Textauszug:
..............................
Du denkst an deine Verwandte, die in der letzten Woche gestorben ist. Einige sagen, die Weißen mit den Masken des Teufels hätten sie mit dem tödlichen Virus angesteckt. Sie kamen ins Dorf und versprühten überall eine unbekannte Flüssigkeit. Danach erkrankten und starben viele. Andere sagen, sie habe sich bei einem Dorfbewohner angesteckt und die Weißen hätten das Dorf mit ihren Sprays desinfiziert und gereinigt. Wieder andere sagen, sie habe nur an einer Malaria gelitten, man habe sie erst im Krankenhaus mit dem Virus angesteckt. Du weißt nicht, wem du glauben kannst, wer recht hat. Du wurdest in der Vergangenheit zu oft enttäuscht von korrupten Ärzten, Polizisten, Stammesältesten und von deiner Regierung, die log und alles zu ihrem eigenen Vorteil tat. Noch vor wenigen Wochen bestritten einige Politiker, dass es Ebola überhaupt gäbe; andere wiederum behaupteten, das Virus würde von den Machthabenden eingesetzt, um Wähler der Opposition gezielt auszulöschen.

Deine Verwandte, sie musste ganz alleine sterben, ganz ohne geliebte Menschen und unter vielen Fremden, die nicht ihre Muttersprache sprechen. Nicht einmal bei ihrer Beerdigung durftest du ihr die letzte Ehre erweisen. Du hast aus der Ferne gesehen, wie sie die Toten, in einen weißen Sack gehüllt, einfach in ein Loch fallen lassen. Es schmerzt dich sehr, dass du sie nicht loslassen und ihr den Respekt zollen durftest, den sie verdient hat. Niemals würdest du eins deiner Kinder ganz alleine in die Hände dieser Fremden geben und es sterben lassen. Du hast große Angst, doch das einzige, was dir bleibt, ist die Hoffnung, dass es dich und deine Familie nicht trifft. Jeden Tag betest du dafür. Du legst die Hand auf deinen Bauch. Du bist schwanger, in wenigen Wochen wird das Kind kommen. Zur Geburt wirst du nicht ins Krankenhaus gehen. Du hast zu viel Angst, du könntest dich oder dein Baby mit dem Virus infizieren. Als Kind wurdest du an den Genitalien beschnitten; bei deiner letzten Geburt hast du viel Blut verloren, doch die Ärztin konnte dich und dein Baby retten. Du hoffst, dass diesmal alles gut geht, wenn kein Arzt dir helfen kann. Dein Blick schweift hinüber zu den Marktständen, an denen man Essen kaufen kann. Dein Magen knurrt. Vor deinem inneren Augen siehst du deine beiden Kinder. Sie werden wieder weinen, wenn du nichts zu essen dabei hast. Das Geld in deiner Hand reicht für zwei Becher Reis, eine Zwiebel, etwas Salz, einen Maggiwürfel, Chili und Öl; für eine kleine Mahlzeit. Du hast im Radio gehört, dass es eine Ausgangssperre geben soll, um die weitere Ausbreitung des Virus zu verhindern. Wie sollen wir überleben, fragst du dich, wenn du nicht wie üblich Seife verkaufen kannst, für die du im Gegenzug Nahrungsmittel kaufst? Was nützt es, wenn du dich nicht mit dem Virus ansteckst, aber verhungerst? Immer wieder gab es in den letzten Tagen Raubüberfälle von hungernden Menschen. Du bist im Krieg geboren und aufgewachsen. Die zunehmende Anspannung im Land und die Essensräuber machen dir Angst. Du fürchtest Gewalt, doch du ahnst, dass es schnell dazu kommen kann, wenn die Bevölkerung hungert. Du weißt nicht, wie es weitergeht; du zwingst dich, nur an heute zu denken. Noch einmal geht dein Blick von den Essensständen zu den Handschuhen, dann gehst du los. Wie entscheidest du dich?
..............................
(Zeigedaten für referierende Ausdrücke)

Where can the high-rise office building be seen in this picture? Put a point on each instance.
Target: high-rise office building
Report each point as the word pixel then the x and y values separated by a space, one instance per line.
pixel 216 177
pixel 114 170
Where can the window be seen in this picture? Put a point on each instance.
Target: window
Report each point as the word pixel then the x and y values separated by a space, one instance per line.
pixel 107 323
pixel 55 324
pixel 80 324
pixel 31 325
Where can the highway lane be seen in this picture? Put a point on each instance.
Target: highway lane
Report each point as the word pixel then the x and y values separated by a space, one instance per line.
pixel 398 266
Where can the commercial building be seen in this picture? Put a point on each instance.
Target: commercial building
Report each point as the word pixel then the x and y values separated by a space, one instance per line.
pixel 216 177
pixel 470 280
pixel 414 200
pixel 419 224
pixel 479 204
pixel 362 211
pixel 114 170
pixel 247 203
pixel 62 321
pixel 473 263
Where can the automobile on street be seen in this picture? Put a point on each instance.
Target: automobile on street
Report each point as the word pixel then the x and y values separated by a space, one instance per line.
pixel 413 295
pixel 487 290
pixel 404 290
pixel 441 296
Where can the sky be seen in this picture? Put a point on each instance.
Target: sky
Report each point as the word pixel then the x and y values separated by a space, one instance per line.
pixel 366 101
..............................
Aufgabe A: Stimmen diese Aussagen mit dem Textauszug überein? Beantworte jede mit Ja oder Nein und zitiere die entscheidenden Worte: (i) Die Verwandte starb ohne geliebte Menschen um sich. (ii) Zur Geburt will die angesprochene Person ins Krankenhaus gehen. (iii) Das Geld reicht für drei Becher Reis.
Aufgabe B: Was kann man laut dem Textauszug mit dem Geld in der Hand kaufen? Nenne alles.
Aufgabe C: Wie geht der Text über Ebola nach seinem letzten Satz weiter? Führe ihn fort.

Antwort A:
(i) Ja: „sie musste ganz alleine sterben, ganz ohne geliebte Menschen“
(ii) Nein: „Zur Geburt wirst du nicht ins Krankenhaus gehen.“
(iii) Nein: „Das Geld in deiner Hand reicht für zwei Becher Reis“

Antwort B: zwei Becher Reis, eine Zwiebel, etwas Salz, einen Maggiwürfel, Chili, Öl

Antwort C:
Auch wenn diese Situation fiktiv ist - sie ist ein Protokoll, entstanden aus vielen Gesprächen mit verschiedenen Menschen. Sie spiegelt die Gedanken, Ängste und die Verwirrung der Westafrikaner wider und gleichzeitig die erschwerenden äußeren Umstände, die eine effektive Eindämmung der Seuche erschweren.